• [Exercise directions] If a record contains a picture, skip the picture and transcribe the rest exactly.

═══ Material supplied ═══

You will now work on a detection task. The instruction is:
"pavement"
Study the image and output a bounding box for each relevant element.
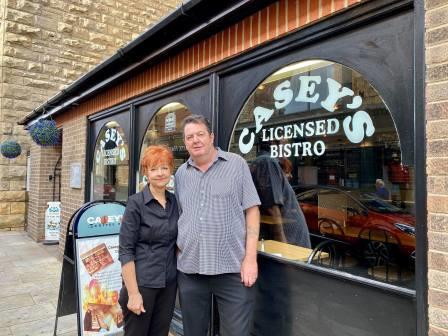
[0,230,77,336]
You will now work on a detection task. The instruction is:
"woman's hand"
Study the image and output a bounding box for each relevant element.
[127,292,146,315]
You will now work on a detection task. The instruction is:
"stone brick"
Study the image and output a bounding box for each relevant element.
[429,251,448,272]
[428,139,448,157]
[429,176,448,194]
[430,214,448,233]
[428,63,448,82]
[430,307,448,330]
[8,166,27,180]
[427,82,448,102]
[5,8,34,25]
[428,102,448,121]
[429,195,448,214]
[429,232,448,253]
[426,5,448,28]
[0,203,10,215]
[0,214,25,228]
[426,0,448,10]
[428,158,448,175]
[0,191,26,202]
[426,26,448,45]
[11,0,41,14]
[9,181,26,191]
[6,22,40,36]
[0,181,9,191]
[427,44,448,65]
[430,288,448,311]
[10,202,26,214]
[430,326,448,336]
[5,32,31,47]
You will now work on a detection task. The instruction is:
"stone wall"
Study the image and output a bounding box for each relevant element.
[0,0,181,229]
[426,0,448,334]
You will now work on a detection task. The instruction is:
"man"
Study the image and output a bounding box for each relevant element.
[250,151,311,248]
[175,115,261,336]
[375,178,390,200]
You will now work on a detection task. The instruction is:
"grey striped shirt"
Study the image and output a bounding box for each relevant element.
[175,148,261,275]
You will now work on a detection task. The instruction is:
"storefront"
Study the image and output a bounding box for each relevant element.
[22,0,427,335]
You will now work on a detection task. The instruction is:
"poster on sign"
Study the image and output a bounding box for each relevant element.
[45,201,61,242]
[76,235,123,335]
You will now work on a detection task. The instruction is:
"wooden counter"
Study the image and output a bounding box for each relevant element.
[257,240,327,262]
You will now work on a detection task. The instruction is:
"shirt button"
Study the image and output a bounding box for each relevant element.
[200,203,204,207]
[199,217,203,221]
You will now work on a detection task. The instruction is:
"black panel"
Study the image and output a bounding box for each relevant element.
[218,11,414,165]
[88,109,131,200]
[135,83,210,152]
[253,256,416,336]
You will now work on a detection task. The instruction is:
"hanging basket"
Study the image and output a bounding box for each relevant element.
[0,140,22,159]
[29,119,61,146]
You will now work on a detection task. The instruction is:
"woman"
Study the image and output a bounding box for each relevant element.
[119,145,178,336]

═══

• [Expected output]
You will now work on a detection task. The instruction is:
"pavement"
Study the image and output a bounding box for each relevant element.
[0,230,77,336]
You will now work on a detection task. The instruction is:
"woman's hand"
Study the image and output a bounding box for each relevant element.
[127,292,146,315]
You will now work on a detection task. The instruction is:
"stone brick"
Study the image and output a bounding box for each relevant element.
[429,251,448,272]
[428,139,448,157]
[429,176,448,194]
[430,214,448,233]
[428,63,448,82]
[430,307,448,330]
[8,166,27,180]
[427,82,448,102]
[5,8,34,25]
[428,102,448,121]
[429,195,448,214]
[429,232,448,253]
[426,5,448,28]
[0,203,10,215]
[0,214,25,228]
[426,0,448,10]
[428,158,448,175]
[0,191,26,202]
[426,26,448,45]
[11,0,41,14]
[9,181,26,191]
[6,22,40,36]
[0,181,9,191]
[427,44,448,65]
[430,288,448,311]
[10,202,26,214]
[430,326,448,336]
[5,32,31,47]
You will now work on a detection task. The instruction is:
"stone wall"
Study the image and output a bounding box for each relevant element.
[0,0,181,229]
[426,0,448,334]
You will now work on a detection task. The instruction is:
"man"
Study the image and output a bounding box for each relevant element.
[250,151,311,248]
[175,115,261,336]
[375,178,390,200]
You will now work on a detection task. The instruction is:
"grey striped shirt"
Study the image and output a bounding box for each relevant element.
[175,148,261,275]
You will now work on a detection task. The instruction is:
"storefront"
Study the image and output a bounding box for each relevant element.
[22,0,427,335]
You will now work on a detection task. The instruction is:
"poster on sign"
Study the image and output a bounding box for each relevant element.
[45,201,61,242]
[76,235,123,335]
You will now work on a detection task. The instruction is:
"wooden counter"
Study the image and output a bounding box for each relevant element.
[257,240,327,262]
You will now work on a detection task. The instruction is:
"shirt button"
Study the image and output a bounding box for each relevant element.
[200,203,204,207]
[199,217,203,221]
You will now work on a detection task. The instruction is:
"black panel"
Study the image and output a bounding box for each relevant element.
[218,11,414,165]
[88,109,131,200]
[135,83,210,152]
[253,256,416,336]
You will now work on a detection task. The instruction is:
"hanging basket"
Study the image and output a bounding box for each relevant element.
[0,140,22,159]
[29,119,61,146]
You will now work on a detection task. The instruction is:
"woman"
Study the image and output a bounding box for each relevant element.
[119,145,178,336]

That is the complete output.